> Exercise directions:
Please put every line of the listing below into a Markdown table with two columns, Row and Line. Number the rows in order and leave out any blank lines.

>> begin Task inputs

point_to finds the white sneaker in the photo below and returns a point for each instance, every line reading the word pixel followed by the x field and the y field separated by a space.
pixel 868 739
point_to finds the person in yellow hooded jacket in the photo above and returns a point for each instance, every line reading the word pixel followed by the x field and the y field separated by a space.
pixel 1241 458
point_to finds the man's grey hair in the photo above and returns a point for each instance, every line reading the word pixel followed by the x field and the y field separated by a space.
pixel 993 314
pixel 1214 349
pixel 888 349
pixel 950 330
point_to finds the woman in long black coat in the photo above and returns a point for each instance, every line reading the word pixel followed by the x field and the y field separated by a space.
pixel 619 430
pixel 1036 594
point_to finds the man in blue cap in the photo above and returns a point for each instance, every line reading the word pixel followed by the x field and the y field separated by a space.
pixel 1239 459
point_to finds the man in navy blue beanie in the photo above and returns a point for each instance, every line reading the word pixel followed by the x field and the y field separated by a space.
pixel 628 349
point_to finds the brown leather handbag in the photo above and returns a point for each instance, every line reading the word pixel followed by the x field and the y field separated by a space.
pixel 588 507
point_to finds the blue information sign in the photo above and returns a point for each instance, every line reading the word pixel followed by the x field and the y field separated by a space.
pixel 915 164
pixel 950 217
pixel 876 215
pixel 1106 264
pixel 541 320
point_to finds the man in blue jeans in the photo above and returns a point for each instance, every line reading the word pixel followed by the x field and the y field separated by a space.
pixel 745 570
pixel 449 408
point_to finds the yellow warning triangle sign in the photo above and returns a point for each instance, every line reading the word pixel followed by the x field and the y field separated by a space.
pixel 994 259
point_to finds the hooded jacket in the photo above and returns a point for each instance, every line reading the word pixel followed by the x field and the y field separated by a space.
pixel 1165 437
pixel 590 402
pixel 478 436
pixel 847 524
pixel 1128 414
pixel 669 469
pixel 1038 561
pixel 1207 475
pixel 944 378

>> end Task inputs

> Written response:
| Row | Line |
|---|---|
| 1 | point_to finds the white sneaker in the photo below and returns a point for each instance, every line reading the word pixel followed by the x field and the y field separated by a space. |
| 2 | pixel 868 739 |
| 3 | point_to finds the person in yellow hooded jacket in the photo above and returns a point for each instance, every line reading the word pixel followed by the x field and the y field separated by a space. |
| 4 | pixel 1241 458 |
| 5 | point_to finds the man's grey hair in the photo above and returns a point for each instance, every line reading the word pixel followed by the x field and the y field separated by a space. |
| 6 | pixel 993 314 |
| 7 | pixel 1214 349 |
| 8 | pixel 888 349 |
| 9 | pixel 950 330 |
| 10 | point_to finds the woman in long black coat in the photo above and returns a point for each instance, every line reading the word pixel followed by the x field and the y field separated by a space. |
| 11 | pixel 619 430 |
| 12 | pixel 1036 594 |
| 13 | point_to finds the man in blue cap in the photo above and returns a point for each instance, every line reading the word pixel followed by the x field and the y field separated by a space. |
| 14 | pixel 1239 459 |
| 15 | point_to finds the man in navy blue beanie in the photo above and returns a point for each instance, every line reading the word pixel followed by the x field and the y field separated by a space. |
| 16 | pixel 628 349 |
| 17 | point_to finds the brown leather handbag in the photo above and returns a point for each instance, every line reading the word pixel followed by the x field and the y field separated by a space. |
| 18 | pixel 588 507 |
| 19 | point_to finds the blue information sign in the photo above and returns a point for each instance, every line reading the word pixel followed by the x field and the y field separated by a space. |
| 20 | pixel 915 164 |
| 21 | pixel 950 217 |
| 22 | pixel 876 215 |
| 23 | pixel 1106 264 |
| 24 | pixel 541 320 |
| 25 | point_to finds the man in blue jeans in the photo above and returns a point for each instance, every line reading the word pixel followed by the x field and the y field separated by a space. |
| 26 | pixel 745 570 |
| 27 | pixel 449 408 |
| 28 | point_to finds the yellow warning triangle sign in the photo above and returns a point for each instance, every line reading the word pixel followed by the x field and the y field separated by a space. |
| 29 | pixel 994 259 |
| 30 | point_to finds the hooded jacket in the photo above and returns a point for each instance, every line reading the word pixel followed by the x field and the y field separated by a space. |
| 31 | pixel 1165 437 |
| 32 | pixel 590 402 |
| 33 | pixel 478 436 |
| 34 | pixel 847 524 |
| 35 | pixel 1128 414 |
| 36 | pixel 669 469 |
| 37 | pixel 1038 561 |
| 38 | pixel 1207 475 |
| 39 | pixel 944 378 |